> _Hedef 1_: Aşağıdaki kayıtlarda "girl" dizesini içeren her satırı ayıklar mısın? Büyük-küçük harf ayrımı gözetilmelidir.

> _Belge metni_:
Habertürk
    Takipde Kalın!
      Günlük gelişmeleri takip edebilmek için habertürk uygulamasını indirin

        Hazırgiyim sektörü geçtiğimiz yıl 1 milyar dolar olan markalı ürün ihracatını, 2023 yılında 10 milyar dolara çıkartmayı hedefliyor. 11 yılda 10 kat büyüme iyi gibi görünse de, bu verileri İtalya, İspanya gibi marka merkezleri ile karşılaştırdığımızda, moda yarışında süperlig oynamak için 20-30 yıl gerekeceği ortada...

        Türkiye'nin 2023 yılı moda-marka ihracat hedefi, İtalya'nın moda piyasasında bugünkü durumunun yüzde 50'sine bile denk düşmüyor. Türkiye 2011 yılında 16.2 milyar dolarlık hazırgiyim ve konfeksiyon ihracatı gerçekleştirirken, İtalya'nın marka ihracatı 25 milyar doları buluyor.

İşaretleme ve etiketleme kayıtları
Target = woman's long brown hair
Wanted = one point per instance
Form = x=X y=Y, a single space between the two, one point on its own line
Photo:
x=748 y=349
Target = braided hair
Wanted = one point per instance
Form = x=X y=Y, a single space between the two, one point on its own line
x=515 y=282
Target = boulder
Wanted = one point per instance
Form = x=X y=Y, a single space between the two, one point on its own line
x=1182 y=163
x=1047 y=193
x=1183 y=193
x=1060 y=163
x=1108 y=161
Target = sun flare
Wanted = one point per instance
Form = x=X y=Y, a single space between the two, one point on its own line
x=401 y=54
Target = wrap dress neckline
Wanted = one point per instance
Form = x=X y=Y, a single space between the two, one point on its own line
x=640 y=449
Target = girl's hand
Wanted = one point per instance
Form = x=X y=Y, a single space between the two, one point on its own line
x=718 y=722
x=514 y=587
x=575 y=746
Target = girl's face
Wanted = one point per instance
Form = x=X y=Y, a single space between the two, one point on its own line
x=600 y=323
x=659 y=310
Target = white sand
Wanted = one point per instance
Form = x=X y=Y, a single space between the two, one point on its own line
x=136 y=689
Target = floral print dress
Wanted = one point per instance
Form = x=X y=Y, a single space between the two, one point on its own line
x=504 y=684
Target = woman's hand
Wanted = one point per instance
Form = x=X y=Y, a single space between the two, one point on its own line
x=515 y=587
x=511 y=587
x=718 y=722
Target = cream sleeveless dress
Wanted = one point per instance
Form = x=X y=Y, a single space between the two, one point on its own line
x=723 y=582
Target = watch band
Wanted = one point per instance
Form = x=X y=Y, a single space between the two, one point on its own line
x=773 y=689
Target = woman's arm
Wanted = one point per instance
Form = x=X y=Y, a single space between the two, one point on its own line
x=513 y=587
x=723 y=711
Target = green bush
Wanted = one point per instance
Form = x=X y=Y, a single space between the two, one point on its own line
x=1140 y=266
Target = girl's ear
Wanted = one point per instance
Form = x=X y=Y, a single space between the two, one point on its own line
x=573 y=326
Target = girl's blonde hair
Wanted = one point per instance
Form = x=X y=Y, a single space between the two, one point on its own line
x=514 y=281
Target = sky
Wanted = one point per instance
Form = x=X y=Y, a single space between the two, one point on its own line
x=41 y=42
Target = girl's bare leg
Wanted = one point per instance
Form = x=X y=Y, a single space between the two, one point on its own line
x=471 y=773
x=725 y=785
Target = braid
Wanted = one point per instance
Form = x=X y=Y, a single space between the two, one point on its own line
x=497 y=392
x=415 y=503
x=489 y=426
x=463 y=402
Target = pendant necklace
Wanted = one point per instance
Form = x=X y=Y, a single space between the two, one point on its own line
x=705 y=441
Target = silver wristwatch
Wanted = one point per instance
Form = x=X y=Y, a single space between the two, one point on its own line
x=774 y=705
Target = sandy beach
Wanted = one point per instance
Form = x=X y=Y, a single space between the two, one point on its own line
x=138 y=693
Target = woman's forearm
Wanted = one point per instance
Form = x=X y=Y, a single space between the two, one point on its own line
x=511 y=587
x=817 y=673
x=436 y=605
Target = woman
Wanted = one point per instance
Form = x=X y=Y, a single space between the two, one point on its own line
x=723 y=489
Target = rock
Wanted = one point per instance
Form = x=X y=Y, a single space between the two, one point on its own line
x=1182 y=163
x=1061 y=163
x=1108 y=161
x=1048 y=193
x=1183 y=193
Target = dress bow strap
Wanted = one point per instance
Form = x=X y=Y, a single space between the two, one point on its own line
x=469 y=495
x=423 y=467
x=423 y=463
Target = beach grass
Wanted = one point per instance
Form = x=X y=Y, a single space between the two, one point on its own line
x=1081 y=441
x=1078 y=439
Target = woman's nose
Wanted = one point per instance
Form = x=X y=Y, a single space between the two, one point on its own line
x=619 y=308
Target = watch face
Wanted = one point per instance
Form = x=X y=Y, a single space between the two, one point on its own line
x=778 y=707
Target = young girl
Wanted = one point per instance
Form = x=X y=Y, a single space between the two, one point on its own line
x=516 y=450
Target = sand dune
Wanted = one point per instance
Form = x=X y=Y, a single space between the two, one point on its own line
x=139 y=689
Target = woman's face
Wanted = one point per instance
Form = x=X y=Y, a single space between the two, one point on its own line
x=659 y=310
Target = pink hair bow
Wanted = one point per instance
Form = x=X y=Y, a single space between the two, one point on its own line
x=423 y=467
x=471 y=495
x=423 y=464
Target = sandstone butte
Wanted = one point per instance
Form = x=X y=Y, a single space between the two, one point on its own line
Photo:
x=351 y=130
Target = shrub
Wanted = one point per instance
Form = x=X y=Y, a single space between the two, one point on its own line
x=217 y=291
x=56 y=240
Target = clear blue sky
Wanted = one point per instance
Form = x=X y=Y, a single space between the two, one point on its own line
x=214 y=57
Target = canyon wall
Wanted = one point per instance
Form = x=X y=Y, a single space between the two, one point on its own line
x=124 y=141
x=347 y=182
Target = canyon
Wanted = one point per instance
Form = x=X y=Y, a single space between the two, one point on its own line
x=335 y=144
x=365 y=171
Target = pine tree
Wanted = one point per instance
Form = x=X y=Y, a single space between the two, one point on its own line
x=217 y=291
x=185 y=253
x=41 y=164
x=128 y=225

> _Hedef 2_: Yukarıdaki hazırgiyim ihracatı haberini kaldığı yerden sürdürür müsün?

> _Yazılı yanıt 1_:
Target = girl's hand
Target = girl's face
Target = girl's ear
Target = girl's blonde hair
Target = girl's bare leg
Target = young girl

> _Yazılı yanıt 2_:
        49 milyar dolarlık hazırgiyim ihracatı yapan İspanya'da ise marka satan bir firma, Türkiye'nin bugünkü hazırgiyim ve konfeksiyon ihracatını tek başına gerçekleştiriyor.

        EN AZ 10 MARKA

        Büyük resme baktığımızda ise toplam ihracatını 2023 yılında 500 milyar dolara çıkarmayı hedefleyen Türkiye'nin, hazırgiyim ve konfeksiyon sektörü için belirlediği çıta, ancak 52 milyar dolara kadar çıkabiliyor. Azımsar ifadeler kullanıyorum, çünkü 2000 yılında hazırgiyim ve konfeksiyon ihracatı toplam ihracat içinde yüzde 27 oranında pay alırken, 2023 hedefinde bu pay yüzde 10'Iara doğru iniyor...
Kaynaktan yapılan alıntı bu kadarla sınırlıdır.